> [Estratto originale]:
============================================================

Al centro del palco Laura, ballerina e donna di mare, muoverà i suoi passi interpretando Coppelia, misteriosa figlia di un fabbricante di giocattoli. Ruolo inedito per l’étoile del corpo di ballo a cui è stata rubata la parte di Swanilda.

Tutti, intorno a Laura, ignorano che quel palcoscenico non è solo danza, non è solo interpretazione. Nasconde frammenti di una storia d’amore intricata, complessa come lo sono le relazioni d’amore segrete; cela un rapporto dove passione e affanno con maestria si cederanno il passo, a ritmo di incontri, attese, chiamate, messaggi, finché sarà Laura stessa a domandarsi se il segreto di un amore felice, possa essere nell’amarsi di meno, perché “La felicità – ammette Laura –  è un’ambizione troppo alta che non possiamo più permetterci”.  Qual è il legame dell’autrice con la danza?

Ho sempre amato la danza, fin da bambina. Ho frequentato una scuola di danza classica sognando di diventare una ballerina, poi altre passioni hanno preso il sopravvento e ho capito che potevo raccontare attraverso la scrittura tutto ciò che avrei voluto ballare. È successo così che le parole hanno preso il posto dei passi, ho cercato la musica nel ritmo della pagina, nello stile.

Teatro, danza, amore. Sono tre tematiche che nel romanzo non si possono scindere, l’una alimenta l’altra. Come nasce Balla solo per me?

Balla solo per me nasce da una duplice urgenza: raccontare la passione per l’arte e l’amore, Credo che l’amore, felice o infelice, sia una grande energia, che ci rende più sensibili, in grado di captare le emozioni sottese al vivere quotidiano. Ci strappa dall’indolenza, dalle abitudini, dall’inedia. Il balletto di Coppelia, filo conduttore e cornice esterna della narrazione, non è altro che un raddoppiamento della trama. La vita di Laura è tutta giocata sul confine incerto tra apparenza e realtà, verità e menzogna, in questo senso il teatro è un’ottima metafora della messinscena della vita di tutti i personaggi e non solo.

Napoli. Benché di amore si parli per tutto il romanzo, c’è una sofferenza di sottofondo che riporta al terremoto in Irpinia. La tua Napoli dilaniata dal terremoto è forse possibile ricondurla alla vita dei protagonisti che anche laddove scorre nella felicità non mancano mai di un sottofondo sofferto?

Le immagini del terribile terremoto del 1980 sono rimaste impresse nella mia memoria, vivide, quelle messe in onda dai tg in quel tragico novembre: corpi avvolti in drappi neri, gli uni accanto agli altri, nelle piazze di paesi sventrati, annichiliti. Ma il senso della catastrofe presente nel romanzo è universale, se vogliamo poco realistico, serve piuttosto a raccontare la nostra folle arroganza nel credere di poter panificare e controllare tutto. 

A tratti il personaggio maschile pare rivelare una personalità molto femminile, molto attenta, delicata, responsabile… Quale altro destino avrebbe potuto avere?

============================================================

[Voci per etichettare le forme nelle immagini]
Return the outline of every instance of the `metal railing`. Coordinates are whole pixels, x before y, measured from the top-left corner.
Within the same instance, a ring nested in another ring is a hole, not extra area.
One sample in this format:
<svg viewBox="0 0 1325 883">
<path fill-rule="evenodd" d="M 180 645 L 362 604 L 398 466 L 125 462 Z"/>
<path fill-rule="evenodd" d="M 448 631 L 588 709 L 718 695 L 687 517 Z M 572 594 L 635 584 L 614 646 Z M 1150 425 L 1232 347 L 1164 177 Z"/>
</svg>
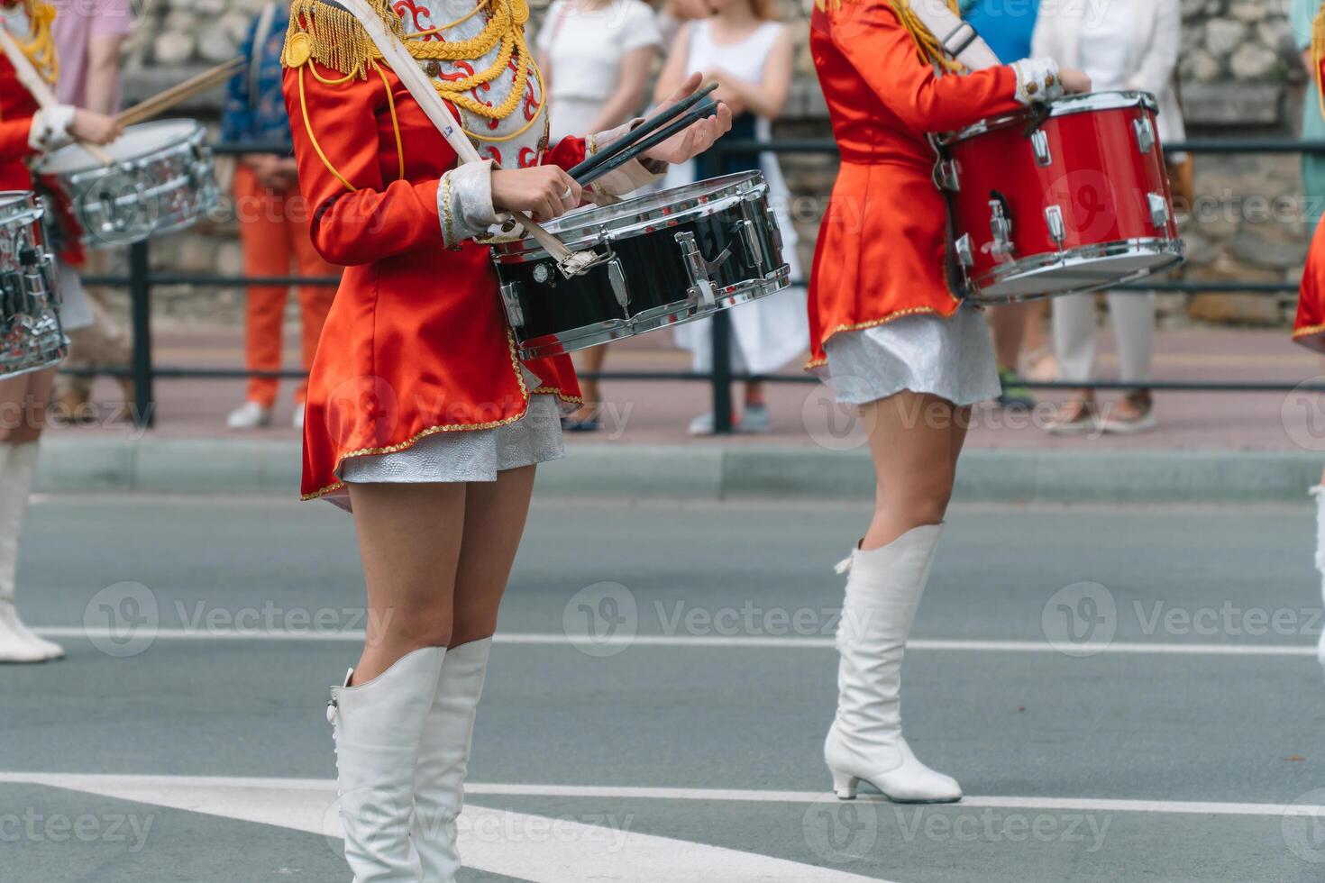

============================================================

> [Scopo del compito]:
Traduci in inglese la frase dell'intervista sul romanzo "Ho sempre amato la danza, fin da bambina."

> [Soluzione]:
I have always loved dance, ever since I was a child.